*** Input Section Begins ***
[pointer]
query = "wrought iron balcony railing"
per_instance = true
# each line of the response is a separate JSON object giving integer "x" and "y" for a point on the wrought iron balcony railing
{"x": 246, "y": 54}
*** Input Section Ends ***
Exercise details >>
Retype each line above exactly as written.

Output of the task >>
[pointer]
query = "wrought iron balcony railing"
per_instance = true
# each line of the response is a separate JSON object giving integer "x" and "y" for a point on the wrought iron balcony railing
{"x": 246, "y": 54}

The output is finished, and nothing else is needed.